Top of Source extract

But let's first take a look at the dataset.

In [2]:
print(rte_dataset['train'][:2])
print(rte_dataset['validation'][:2])
print(rte_dataset['test'][:2])

{'premise': ['No Weapons of Mass Destruction Found in Iraq Yet.', 'A place of sorrow, after Pope John Paul II died, became a place of celebration, as Roman Catholic faithful gathered in downtown Chicago to mark the installation of new Pope Benedict XVI.'], 'hypothesis': ['Weapons of Mass Destruction Found in Iraq.', 'Pope Benedict XVI is the new leader of the Roman Catholic Church.'], 'idx': [0, 1], 'label': [1, 0]}
{'premise': ['Dana Reeve, the widow of the actor Christopher Reeve, has died of lung cancer at age 44, according to the Christopher Reeve Foundation.', 'Yet, we now are discovering that antibiotics are losing their effectiveness against illness. Disease-causing bacteria are mutating faster than we can come up with new antibiotics to fight the new variations.'], 'hypothesis': ['Christopher Reeve had an accident.', 'Bacteria is winning the war against antibiotics.'], 'idx': [0, 1], 'label': [1, 0]}
{'premise': ["Mangla was summoned after Madhumita's sister Nidhi Shukla, who w

As we see above, the `test` split contains **unlabeled** samples, be we can ignore that for now.

Bottom of Source extract
Top of Entries provided

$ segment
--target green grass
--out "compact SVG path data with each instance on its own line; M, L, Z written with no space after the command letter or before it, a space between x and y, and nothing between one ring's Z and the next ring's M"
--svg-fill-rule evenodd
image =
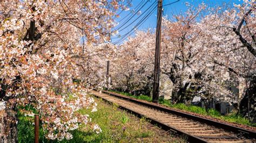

Bottom of Entries provided

Please answer these questions about the notebook excerpt above:
(a) Which three splits does the code print, and how many samples from each?
(b) What is the hypothesis in the first training sample?
(c) According to the first validation premise, at what age did Dana Reeve die?

● **The answer**
(a) It prints the train, validation and test splits, two samples from each.
(b) "Weapons of Mass Destruction Found in Iraq."
(c) 44.